Repeat the records below word for word, but start at the line that contains "Pick out the white cloud", stop after the last line, and include nothing else.

(Excerpts from point annotation data)
··········

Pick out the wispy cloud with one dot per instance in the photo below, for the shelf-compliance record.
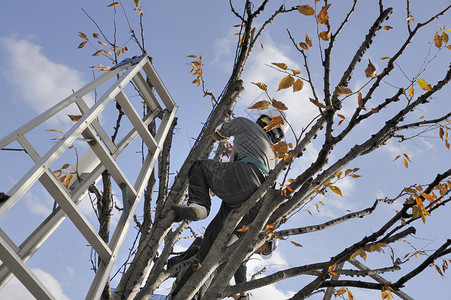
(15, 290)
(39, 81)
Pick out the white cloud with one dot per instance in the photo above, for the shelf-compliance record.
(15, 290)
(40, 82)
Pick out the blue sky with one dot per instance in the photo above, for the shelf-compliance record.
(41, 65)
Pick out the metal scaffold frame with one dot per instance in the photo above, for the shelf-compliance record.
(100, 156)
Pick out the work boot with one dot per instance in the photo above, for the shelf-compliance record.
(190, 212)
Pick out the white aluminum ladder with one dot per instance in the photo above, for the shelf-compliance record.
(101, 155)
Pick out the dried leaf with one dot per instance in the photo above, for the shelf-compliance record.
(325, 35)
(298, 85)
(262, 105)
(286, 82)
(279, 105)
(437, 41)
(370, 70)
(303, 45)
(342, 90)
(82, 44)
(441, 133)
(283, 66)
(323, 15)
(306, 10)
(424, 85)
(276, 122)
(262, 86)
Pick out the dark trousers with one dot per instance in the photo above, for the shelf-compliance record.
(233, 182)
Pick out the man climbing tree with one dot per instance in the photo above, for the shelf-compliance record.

··········

Correct answer =
Pick out the white cloud with one dot per instance in the photo above, for the shelf-compliance record.
(15, 290)
(40, 82)
Pick out the blue sky with one dot per instance in the photo above, for the shelf-compliance record.
(41, 65)
Pick out the metal scaffold frame with one dot per instance in the photo above, for the shelf-compliance record.
(100, 156)
Pick out the work boot with one dot per instance in the photo above, for the shelf-compliance record.
(190, 212)
Pick out the white aluminum ladder with one dot per instance in the photo above, for the shelf-compliance record.
(101, 155)
Pick out the dried leaf with one dot per instance in the photo above, for the shelf-compliance record.
(325, 35)
(298, 85)
(262, 105)
(286, 82)
(279, 105)
(437, 41)
(370, 70)
(303, 45)
(342, 90)
(82, 44)
(441, 133)
(283, 66)
(323, 15)
(306, 10)
(424, 85)
(276, 122)
(262, 86)
Pick out the dark trousers with one dot per instance in the photo above, for the shelf-compliance record.
(233, 182)
Pick out the man climbing tree with one dot per instance in the photo above, for the shelf-compliance record.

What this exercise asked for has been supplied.